Selected passage:
The 2013 Stanley Cup run of the Boston Bruins finished the same way it started; with one of the most incredible finishes to a sporting event you will ever witness.
Boston was facing a 4-1 deficit to the Toronto Maple Leafs in game seven of the first round of these playoffs with just 11 minutes to play in the third period. Boston would score three goals in the final 11 minutes, including two in the final 90 seconds to tie the game 4-4. Boston would go on to win in overtime and eventually make their way to the Stanley Cup Finals.
It was one of the most poetic moments I’ve seen in my sport-watching lifetime. There would be no game seven.
First and foremost, what a series. I had my fingers crossed for a game seven because I wasn’t ready to see this series end yet. I’m sure the NHL wasn’t either. In a season where owners and players were deciding how rich each other gets to be while withholding NHL hockey from their customers for half a season, the NHL as a brand needed a big-time Finals to recuperate its image a little bit. It doesn’t get much bigger for hockey markets in the United States than Boston and Chicago, among a few others.
As with any Stanley Cup Finals, there are always certain moments that no one forgets. Some are huge, like this overtime game winner. Some are funny, like these repeat-a-jabs to Daniel Sedin’s face. Whatever they are to the individual, that’s what people remember most about any playoffs. No one remembers the CorsiFor% in game one (it was 62.8% in Chicago’s favor, by the way). No one remembers the special team battle (of which there wasn’t much of one). But there are moments or storylines, warranted or not, that get remembered through the annals of time.
There were three moments/storylines/points of these Finals that stuck out to me, in no particular order.
#1 – Game Three
The only game that Boston really dominated throughout was game three in Boston, which they took 2-0 on the back of a 28-save shutout from Tuukka Rask.
This game sticks out in my mind first and foremost because it gave us an insight into just how much Chicago relied on their offensive superstars. Not necessarily for goal-scoring – Jonathan Toews and Marian Hossa combined for 30 points in 45 playoff games – but for controlling the offense of the opposition.
Marian Hossa missed this game with what we would eventually find out to be a problem with a disc in his back that was causing numbness in his legs. He was a shell of himself after returning in game four in order to finish out the series, especially in game six when he was a -6 Corsi and every time he got the puck all he could really do was dump it in or fire it on net.
But we got a glimpse into what life would be like if Chicago was missing one of their Big Four forwards – Toews, Hossa, Patrick Kane and Patrick Sharp – because of the imbalance it created in their lines. It did, however, lead to a reunion of Toews and Kane on the same line and, well, we see how that worked out.
Lest we forget, this amazing pass from Jaromir Jagr.
#2 – Corey Crawford’s Glove Hand
If nothing else, it was one of the most amazing streaks I have ever seen in hockey.
In Boston’s first two losses in this series, games one and four when they scored eight goals, they scored every single one of their goals to Corey Crawford’s glove hand.
Admittedly, it doesn’t really mean a whole lot. Sometimes, like on this Rich Peverley goal, it looked like Crawford was trying to snap out his hand to snatch the puck instead of moving his hand into the path of the puck. But you don’t get to the Stanley Cup Finals as a goaltender unless you can catch a puck. This can get teams into bad habits. You need only ask Boston defenseman Dougie Hamilton, who was part of the 2013 Team Canada World Junior squad. In their semi-final match-up with the United States, there was a perceived “hole” in USA goaltender John Gibson’s glove hand. In what seemed like 30 missed glove-side shots later, Canada lost the game handily.

Given records:
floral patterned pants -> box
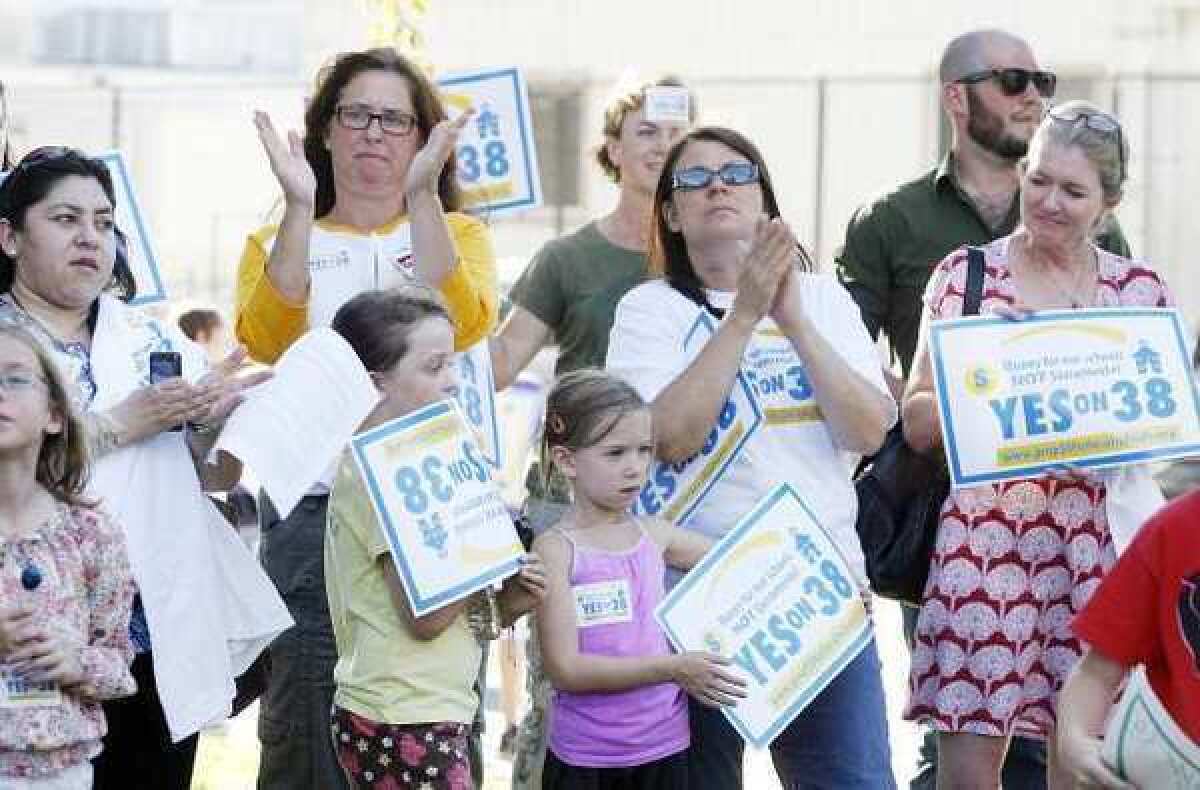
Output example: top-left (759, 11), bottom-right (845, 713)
top-left (332, 706), bottom-right (475, 790)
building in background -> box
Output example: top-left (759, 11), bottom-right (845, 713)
top-left (0, 0), bottom-right (1200, 324)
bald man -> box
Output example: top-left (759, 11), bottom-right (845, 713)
top-left (836, 30), bottom-right (1129, 790)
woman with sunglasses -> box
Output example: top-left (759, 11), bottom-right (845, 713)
top-left (0, 148), bottom-right (290, 790)
top-left (902, 101), bottom-right (1171, 788)
top-left (607, 127), bottom-right (895, 789)
top-left (235, 48), bottom-right (497, 790)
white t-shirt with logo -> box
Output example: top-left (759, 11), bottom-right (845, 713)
top-left (606, 274), bottom-right (895, 586)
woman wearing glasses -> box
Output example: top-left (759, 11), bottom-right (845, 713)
top-left (904, 101), bottom-right (1171, 788)
top-left (236, 48), bottom-right (496, 790)
top-left (607, 127), bottom-right (895, 789)
top-left (0, 148), bottom-right (289, 790)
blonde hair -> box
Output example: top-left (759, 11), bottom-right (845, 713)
top-left (1030, 98), bottom-right (1129, 205)
top-left (595, 74), bottom-right (696, 184)
top-left (541, 367), bottom-right (649, 489)
top-left (0, 322), bottom-right (92, 504)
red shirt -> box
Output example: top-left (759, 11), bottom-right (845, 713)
top-left (1073, 491), bottom-right (1200, 743)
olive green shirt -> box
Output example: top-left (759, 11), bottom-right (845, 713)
top-left (836, 155), bottom-right (1129, 376)
top-left (511, 222), bottom-right (646, 375)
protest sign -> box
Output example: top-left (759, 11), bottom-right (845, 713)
top-left (350, 401), bottom-right (523, 617)
top-left (655, 484), bottom-right (871, 748)
top-left (438, 67), bottom-right (541, 215)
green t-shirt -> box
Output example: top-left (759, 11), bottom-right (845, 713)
top-left (511, 222), bottom-right (646, 375)
top-left (836, 155), bottom-right (1129, 376)
top-left (325, 453), bottom-right (482, 724)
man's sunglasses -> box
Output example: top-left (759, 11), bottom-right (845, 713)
top-left (1049, 107), bottom-right (1126, 181)
top-left (954, 68), bottom-right (1058, 98)
top-left (671, 162), bottom-right (758, 192)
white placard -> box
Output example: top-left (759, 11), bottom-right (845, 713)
top-left (350, 401), bottom-right (523, 617)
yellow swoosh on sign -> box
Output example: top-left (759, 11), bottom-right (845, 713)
top-left (1004, 322), bottom-right (1128, 343)
top-left (442, 94), bottom-right (470, 112)
top-left (706, 529), bottom-right (784, 603)
top-left (458, 540), bottom-right (523, 565)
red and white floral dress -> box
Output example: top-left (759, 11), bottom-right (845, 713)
top-left (905, 237), bottom-right (1171, 738)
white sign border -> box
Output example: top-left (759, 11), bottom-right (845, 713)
top-left (437, 66), bottom-right (542, 216)
top-left (654, 483), bottom-right (875, 749)
top-left (350, 400), bottom-right (521, 617)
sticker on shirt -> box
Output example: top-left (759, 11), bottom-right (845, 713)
top-left (571, 579), bottom-right (634, 628)
top-left (391, 252), bottom-right (416, 280)
top-left (308, 247), bottom-right (350, 271)
top-left (0, 664), bottom-right (62, 708)
top-left (743, 329), bottom-right (824, 425)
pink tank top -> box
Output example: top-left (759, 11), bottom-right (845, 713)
top-left (550, 523), bottom-right (690, 767)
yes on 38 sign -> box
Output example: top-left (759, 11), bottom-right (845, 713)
top-left (654, 483), bottom-right (871, 748)
top-left (632, 312), bottom-right (763, 525)
top-left (438, 67), bottom-right (541, 215)
top-left (455, 337), bottom-right (504, 469)
top-left (350, 401), bottom-right (523, 616)
top-left (930, 307), bottom-right (1200, 486)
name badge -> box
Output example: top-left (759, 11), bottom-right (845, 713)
top-left (571, 579), bottom-right (634, 628)
top-left (0, 664), bottom-right (62, 708)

Task to carry out:
Return the stretch of the Stanley Cup Finals article from "The 2013 Stanley" through "Stanley Cup Finals.", copied word for word.

Output below:
The 2013 Stanley Cup run of the Boston Bruins finished the same way it started; with one of the most incredible finishes to a sporting event you will ever witness.
Boston was facing a 4-1 deficit to the Toronto Maple Leafs in game seven of the first round of these playoffs with just 11 minutes to play in the third period. Boston would score three goals in the final 11 minutes, including two in the final 90 seconds to tie the game 4-4. Boston would go on to win in overtime and eventually make their way to the Stanley Cup Finals.